**Problem requirements**
Beginning with the line that has "Scan for rock", reproduce each remaining line of the data exactly, down to and including the last.

────────────────────────────────────────

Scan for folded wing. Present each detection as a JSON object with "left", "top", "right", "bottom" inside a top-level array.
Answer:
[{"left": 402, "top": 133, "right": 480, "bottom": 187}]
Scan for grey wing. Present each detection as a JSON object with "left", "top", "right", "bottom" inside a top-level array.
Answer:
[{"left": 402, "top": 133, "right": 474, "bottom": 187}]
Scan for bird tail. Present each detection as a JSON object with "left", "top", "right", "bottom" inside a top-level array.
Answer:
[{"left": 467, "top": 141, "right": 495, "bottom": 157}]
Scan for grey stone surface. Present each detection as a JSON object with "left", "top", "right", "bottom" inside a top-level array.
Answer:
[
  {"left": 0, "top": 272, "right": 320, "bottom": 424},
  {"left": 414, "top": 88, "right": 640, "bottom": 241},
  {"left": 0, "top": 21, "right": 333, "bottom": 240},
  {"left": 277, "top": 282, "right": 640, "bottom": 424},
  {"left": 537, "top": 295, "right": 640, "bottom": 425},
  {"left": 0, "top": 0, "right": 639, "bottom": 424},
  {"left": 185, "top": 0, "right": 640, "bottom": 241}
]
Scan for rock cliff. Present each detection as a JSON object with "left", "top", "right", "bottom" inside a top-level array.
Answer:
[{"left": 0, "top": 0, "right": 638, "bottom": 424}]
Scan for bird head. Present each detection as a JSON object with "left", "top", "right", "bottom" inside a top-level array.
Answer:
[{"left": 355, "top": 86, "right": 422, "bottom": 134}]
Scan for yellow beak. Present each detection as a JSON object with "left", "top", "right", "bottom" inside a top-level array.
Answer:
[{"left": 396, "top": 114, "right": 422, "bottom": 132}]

────────────────────────────────────────

**Written solution**
Scan for rock cliff. Present each detection as a JSON object with "left", "top", "right", "bottom" inside a top-level array.
Answer:
[{"left": 0, "top": 0, "right": 638, "bottom": 424}]
Scan for bird head. Present each detection as a JSON object with "left", "top", "right", "bottom" inside a top-level array.
Answer:
[{"left": 355, "top": 86, "right": 422, "bottom": 134}]
Scan for yellow beak. Present each detection as a JSON object with "left", "top", "right", "bottom" inside a top-level array.
Answer:
[{"left": 396, "top": 114, "right": 422, "bottom": 132}]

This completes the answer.